High Cost Due to Silent response.audio.delta Segments in Real-Time API

I’ve noticed an issue with the real-time API’s response.audio.delta. At times, it returns a lot of response.audio.delta segments containing just silence, which significantly increases the cost.

Has anyone else experienced this issue?

I’ve seen this with chat completions with silence at the end, but usually when using high temperature that can skip over a logical stop sequence point by alternate token selection. Funny noise also can continue.

You have temperature=0.6 as an option.

A temperature below 0.6 (from default 0.8) or top_p control could improve the situation.

The lack of low temperature is likely enforced to break up any repetitive output that could continue forever or make invalid audio output, which can happen at top/greedy sampling.

One other consideration is that the AI may have a quality of mirroring user audio from chat history. It also should be cleaned and trimmed (which you can only do with your own voice activity detection).

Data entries
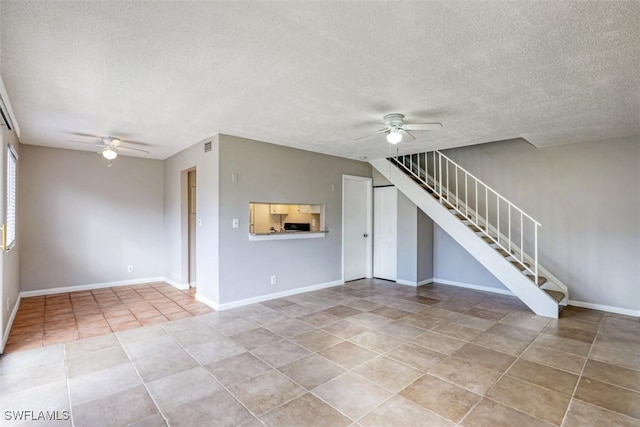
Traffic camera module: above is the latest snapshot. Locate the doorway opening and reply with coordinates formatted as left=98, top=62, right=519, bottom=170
left=342, top=175, right=373, bottom=282
left=187, top=169, right=197, bottom=288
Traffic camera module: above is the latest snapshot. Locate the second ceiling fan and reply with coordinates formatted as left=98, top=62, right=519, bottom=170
left=70, top=132, right=149, bottom=160
left=358, top=113, right=442, bottom=145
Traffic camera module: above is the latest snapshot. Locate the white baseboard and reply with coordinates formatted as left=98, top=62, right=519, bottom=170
left=20, top=277, right=168, bottom=298
left=206, top=280, right=344, bottom=311
left=432, top=277, right=513, bottom=296
left=162, top=277, right=189, bottom=291
left=569, top=300, right=640, bottom=317
left=0, top=294, right=22, bottom=353
left=196, top=292, right=220, bottom=311
left=396, top=277, right=433, bottom=287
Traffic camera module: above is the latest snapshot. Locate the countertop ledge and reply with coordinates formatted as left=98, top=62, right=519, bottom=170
left=249, top=230, right=329, bottom=241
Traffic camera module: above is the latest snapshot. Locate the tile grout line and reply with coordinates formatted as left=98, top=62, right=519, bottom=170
left=560, top=316, right=604, bottom=425
left=456, top=316, right=551, bottom=426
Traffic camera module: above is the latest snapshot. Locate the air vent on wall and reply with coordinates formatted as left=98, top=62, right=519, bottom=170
left=0, top=96, right=13, bottom=130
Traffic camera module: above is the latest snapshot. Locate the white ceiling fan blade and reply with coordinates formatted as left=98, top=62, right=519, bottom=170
left=354, top=126, right=390, bottom=141
left=67, top=132, right=102, bottom=139
left=117, top=145, right=149, bottom=154
left=117, top=138, right=151, bottom=147
left=65, top=139, right=97, bottom=145
left=403, top=123, right=442, bottom=130
left=398, top=129, right=416, bottom=141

→ **YOUR ASSIGNMENT**
Please copy everything in the forum thread from "I’ve noticed an" down to "improve the situation.", swapping each "silence" for "dead air".

→ **WRITTEN RESPONSE**
I’ve noticed an issue with the real-time API’s response.audio.delta. At times, it returns a lot of response.audio.delta segments containing just dead air, which significantly increases the cost.

Has anyone else experienced this issue?

I’ve seen this with chat completions with dead air at the end, but usually when using high temperature that can skip over a logical stop sequence point by alternate token selection. Funny noise also can continue.

You have temperature=0.6 as an option.

A temperature below 0.6 (from default 0.8) or top_p control could improve the situation.